▶ SCHRIFTLICHE AUFGABE:
Schreib aus den folgenden Einträgen den Abschnitt von der Zeile mit „Task: place one keypoint per instance of the long“ bis zum Ende der Einträge vollständig noch einmal ab, also jede Zeile. Verschieb dabei jede Koordinate, x wie y, um −84.

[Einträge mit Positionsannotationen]
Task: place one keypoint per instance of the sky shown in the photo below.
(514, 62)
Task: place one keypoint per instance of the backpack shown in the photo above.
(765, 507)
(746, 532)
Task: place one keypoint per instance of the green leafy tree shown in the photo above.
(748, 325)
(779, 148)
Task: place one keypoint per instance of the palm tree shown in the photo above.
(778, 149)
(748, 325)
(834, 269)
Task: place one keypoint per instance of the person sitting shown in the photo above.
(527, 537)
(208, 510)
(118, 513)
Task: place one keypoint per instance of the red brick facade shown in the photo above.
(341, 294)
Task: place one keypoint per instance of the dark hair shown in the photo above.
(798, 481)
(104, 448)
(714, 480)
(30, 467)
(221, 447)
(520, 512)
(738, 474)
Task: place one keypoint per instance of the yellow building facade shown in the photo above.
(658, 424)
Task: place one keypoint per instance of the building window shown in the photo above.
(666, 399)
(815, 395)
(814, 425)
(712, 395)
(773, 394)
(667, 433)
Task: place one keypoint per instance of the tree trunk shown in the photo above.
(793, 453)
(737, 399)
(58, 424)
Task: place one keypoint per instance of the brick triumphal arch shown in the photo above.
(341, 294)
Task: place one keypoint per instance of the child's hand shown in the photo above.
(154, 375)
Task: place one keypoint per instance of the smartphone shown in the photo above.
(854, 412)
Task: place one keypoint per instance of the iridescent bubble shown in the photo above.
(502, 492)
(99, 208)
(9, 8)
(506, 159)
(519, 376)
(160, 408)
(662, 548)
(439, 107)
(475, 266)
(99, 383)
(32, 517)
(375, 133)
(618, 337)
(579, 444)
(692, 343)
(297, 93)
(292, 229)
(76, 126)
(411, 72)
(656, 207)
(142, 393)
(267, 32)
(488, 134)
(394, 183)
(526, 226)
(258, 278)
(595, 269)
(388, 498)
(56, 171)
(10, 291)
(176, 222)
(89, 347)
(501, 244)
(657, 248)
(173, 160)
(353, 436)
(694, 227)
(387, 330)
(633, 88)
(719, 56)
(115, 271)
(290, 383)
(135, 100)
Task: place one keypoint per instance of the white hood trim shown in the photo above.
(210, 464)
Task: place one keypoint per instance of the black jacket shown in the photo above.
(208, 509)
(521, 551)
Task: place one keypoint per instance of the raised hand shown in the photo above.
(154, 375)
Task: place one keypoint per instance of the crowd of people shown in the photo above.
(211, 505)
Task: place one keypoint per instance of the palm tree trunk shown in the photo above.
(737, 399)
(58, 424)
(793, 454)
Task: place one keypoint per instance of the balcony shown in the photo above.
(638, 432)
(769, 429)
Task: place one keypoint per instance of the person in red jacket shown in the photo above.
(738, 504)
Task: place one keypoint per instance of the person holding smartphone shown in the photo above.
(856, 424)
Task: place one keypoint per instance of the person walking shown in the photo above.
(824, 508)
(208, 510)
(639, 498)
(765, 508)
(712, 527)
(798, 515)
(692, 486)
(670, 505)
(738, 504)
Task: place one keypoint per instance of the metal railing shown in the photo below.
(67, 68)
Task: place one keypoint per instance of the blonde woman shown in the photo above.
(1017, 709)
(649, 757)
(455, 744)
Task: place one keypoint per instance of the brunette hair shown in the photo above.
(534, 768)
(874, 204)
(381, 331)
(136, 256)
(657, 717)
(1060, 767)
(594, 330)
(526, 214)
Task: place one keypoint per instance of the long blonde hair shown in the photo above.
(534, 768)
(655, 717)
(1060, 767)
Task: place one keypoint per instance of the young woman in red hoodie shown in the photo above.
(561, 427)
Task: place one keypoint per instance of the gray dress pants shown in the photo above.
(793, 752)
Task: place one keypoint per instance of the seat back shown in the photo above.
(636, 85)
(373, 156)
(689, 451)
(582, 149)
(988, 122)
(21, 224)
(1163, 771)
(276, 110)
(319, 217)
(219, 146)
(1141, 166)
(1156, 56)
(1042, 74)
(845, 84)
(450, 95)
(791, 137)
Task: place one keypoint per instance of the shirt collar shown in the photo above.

▶ ENDERGEBNIS:
Task: place one keypoint per instance of the long blonde hair shown in the photo above.
(450, 684)
(571, 633)
(976, 683)
Task: place one keypoint per instance of the young woman in red hoodie shown in the photo above.
(477, 343)
Task: place one keypoint per instance of the gray dress pants shown in the photo above.
(709, 668)
Task: place one keypoint per instance of the seat back shown in the photo above.
(552, 1)
(289, 72)
(605, 367)
(498, 65)
(904, 38)
(-63, 140)
(1079, 687)
(192, 26)
(235, 133)
(135, 62)
(1057, 82)
(1072, -28)
(958, -10)
(761, 0)
(366, 11)
(707, 53)
Task: place one keypoint per instance of the shirt collar shown in the photo above.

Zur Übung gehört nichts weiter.